(TO BE DONE):
a. According to the text on Ukraine's media reforms, what share of Ukrainians rely on TV as their main source of information?
b. Extend the text on Ukraine's media reforms, picking up after its final sentence.

(DOCUMENT):

Ukrainian business moguls still own seven of the country’s eight major TV stations. But, three years after mass protests gripped the nation, demanding political and social reform, the old system continues to resist change – including to its media.
There are signs of progress. Two years ago, a new law passed requiring Ukraine’s only state-owned National TV and Radio Broadcasting Company (NTU) to become an independent, public broadcaster. The NTU was restructured with the appointment of an independent board of trustees representing parliament, civil society and media professionals, and public investment amounting to 0.2 per cent of the state budget. Yet, even with the NTU’s single-digit percentage share of the media market, the change has been viewed as a threat to the interests of the country’s political and business elites.
As well as seeing the state-owned Soviet-style TV channel turned into a modern high-quality public broadcasting company, Ukraine’s current reforms envisage the de-nationalization of print and broadcast media, transparency of media ownership, digitalization and an independent regulator.
Creating a democratic, transparent and accountable media landscape is crucial to Ukraine’s transformation. But there are signs that the reforms are stalling. The recent resignation of the NTU’s director general, Zurab Alasania, sends a worrying signal. His departure was prompted by proposals to drastically cut the broadcaster’s budget for the coming financial year. Alasania took his decision, he said, to draw greater public attention to moves that undermined the reforms. He also cited his refusal to take part in illegal financial transactions in preparation for the 2017 Eurovision song contest as a factor.
TV is the main source of information for 84 per cent of Ukrainians. But in a poll supported by the Council of Europe in December 2015, 90 per cent of Ukrainians were unaware of what a public broadcaster is. In an environment dominated by oligarch-controlled media, an independent broadcaster could be a game changer in terms of transparency and trust. These channels define the discourse and shape the political agenda in Ukraine, and contribute to the exceptionally low levels of public trust in politics.
According to a recent International Republic Institute poll, not a single prominent politician has an approval rating of over 27 per cent. The president’s approval rating is 20 per cent. The overwhelming majority of Ukrainians are dissatisfied with the pace and depth of reform in the country.

Location labeling listing
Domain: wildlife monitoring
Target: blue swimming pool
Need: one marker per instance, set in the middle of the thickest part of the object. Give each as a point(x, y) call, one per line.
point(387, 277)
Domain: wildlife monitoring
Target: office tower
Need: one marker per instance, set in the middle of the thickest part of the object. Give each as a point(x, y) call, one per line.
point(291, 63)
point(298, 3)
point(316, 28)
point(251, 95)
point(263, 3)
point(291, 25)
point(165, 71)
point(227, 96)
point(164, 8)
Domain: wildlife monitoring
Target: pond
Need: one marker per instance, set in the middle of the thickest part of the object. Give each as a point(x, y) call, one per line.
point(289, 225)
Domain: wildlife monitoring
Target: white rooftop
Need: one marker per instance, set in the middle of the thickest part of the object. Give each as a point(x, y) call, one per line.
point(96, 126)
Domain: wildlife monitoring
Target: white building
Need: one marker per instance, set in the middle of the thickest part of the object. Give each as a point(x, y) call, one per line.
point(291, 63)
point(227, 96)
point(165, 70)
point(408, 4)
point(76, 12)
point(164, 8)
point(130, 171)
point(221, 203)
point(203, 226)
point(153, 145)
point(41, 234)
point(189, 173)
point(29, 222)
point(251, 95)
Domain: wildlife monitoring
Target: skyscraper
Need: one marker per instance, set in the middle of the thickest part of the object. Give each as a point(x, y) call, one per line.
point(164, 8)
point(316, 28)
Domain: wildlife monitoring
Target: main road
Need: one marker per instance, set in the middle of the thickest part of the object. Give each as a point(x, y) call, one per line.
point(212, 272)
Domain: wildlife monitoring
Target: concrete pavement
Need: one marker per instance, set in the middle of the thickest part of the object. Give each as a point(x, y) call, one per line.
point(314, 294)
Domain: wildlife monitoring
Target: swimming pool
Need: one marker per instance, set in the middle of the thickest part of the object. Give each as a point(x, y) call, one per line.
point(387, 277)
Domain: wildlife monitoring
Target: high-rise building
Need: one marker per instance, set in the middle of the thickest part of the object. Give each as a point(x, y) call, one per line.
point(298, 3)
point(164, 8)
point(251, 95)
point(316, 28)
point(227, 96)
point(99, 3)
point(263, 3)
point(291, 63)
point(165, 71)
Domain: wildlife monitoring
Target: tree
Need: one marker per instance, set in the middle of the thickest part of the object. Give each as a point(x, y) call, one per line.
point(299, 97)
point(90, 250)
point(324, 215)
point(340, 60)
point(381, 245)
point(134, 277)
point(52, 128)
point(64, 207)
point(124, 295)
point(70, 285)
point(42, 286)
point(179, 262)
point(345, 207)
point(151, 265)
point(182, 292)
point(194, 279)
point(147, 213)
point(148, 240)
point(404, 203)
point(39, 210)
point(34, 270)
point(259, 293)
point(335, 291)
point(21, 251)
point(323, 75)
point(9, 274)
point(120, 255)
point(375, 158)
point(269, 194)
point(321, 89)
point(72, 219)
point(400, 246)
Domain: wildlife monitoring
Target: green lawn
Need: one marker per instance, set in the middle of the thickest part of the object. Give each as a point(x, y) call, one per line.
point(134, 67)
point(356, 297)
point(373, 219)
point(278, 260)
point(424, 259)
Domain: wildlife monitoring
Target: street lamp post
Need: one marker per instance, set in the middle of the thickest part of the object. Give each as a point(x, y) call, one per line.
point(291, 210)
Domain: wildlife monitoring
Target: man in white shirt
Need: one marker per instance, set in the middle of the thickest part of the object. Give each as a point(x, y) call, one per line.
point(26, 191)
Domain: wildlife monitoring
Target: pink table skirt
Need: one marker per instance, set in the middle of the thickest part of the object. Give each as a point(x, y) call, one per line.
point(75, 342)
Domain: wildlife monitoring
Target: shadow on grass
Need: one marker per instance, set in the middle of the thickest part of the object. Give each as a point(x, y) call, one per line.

(THE ANSWERS):
a. 84 per cent of Ukrainians.

b.
There is also a desperate lack of effective, objective public communication about media reforms. They appear to lack necessary political will and Western attention. Neither the Ukrainian National Reform Council nor the Brussels-based EU Ukraine Support group have appointed anyone to oversee the transformation.
This isn’t the first attempt to establish a public broadcaster in Ukraine. Following the 2004 Orange Revolution, an effort was hijacked by allies of the then-president Victor Yushchenko, who sought to preserve media control ahead of the 2006 parliamentary elections.
The current reform process has already moved further – which is why it is too important to fail. The threat of reform being reversed is real. The likelihood of early parliamentary elections is increasing, as the current government coalition is fragile. This could, once again, increase the temptation to scrap or further stall the reforms. It would only take one talented demagogue to mobilize discontent and deliver victory to critics.
There is a pressing need for greatly increased public engagement and open debate on the issue. A recent open letter in support of the reforms was signed by just 109 media professionals, and went largely unnoticed by the general public. There was no major statement either from the EU or from any key Western figures on Alasania’s resignation.
Ukrainian society needs a high-quality public broadcaster. Proponents of reform should ensure that the 2017 budget guarantees funding for the NTU and its charter enshrines its independence from political influence.
In the meantime, the international media can play an important role in drawing attention to the reforms, giving a voice to Ukraine’s reformers and providing much-needed objective reporting on the process.
This article was originally published by the Independent.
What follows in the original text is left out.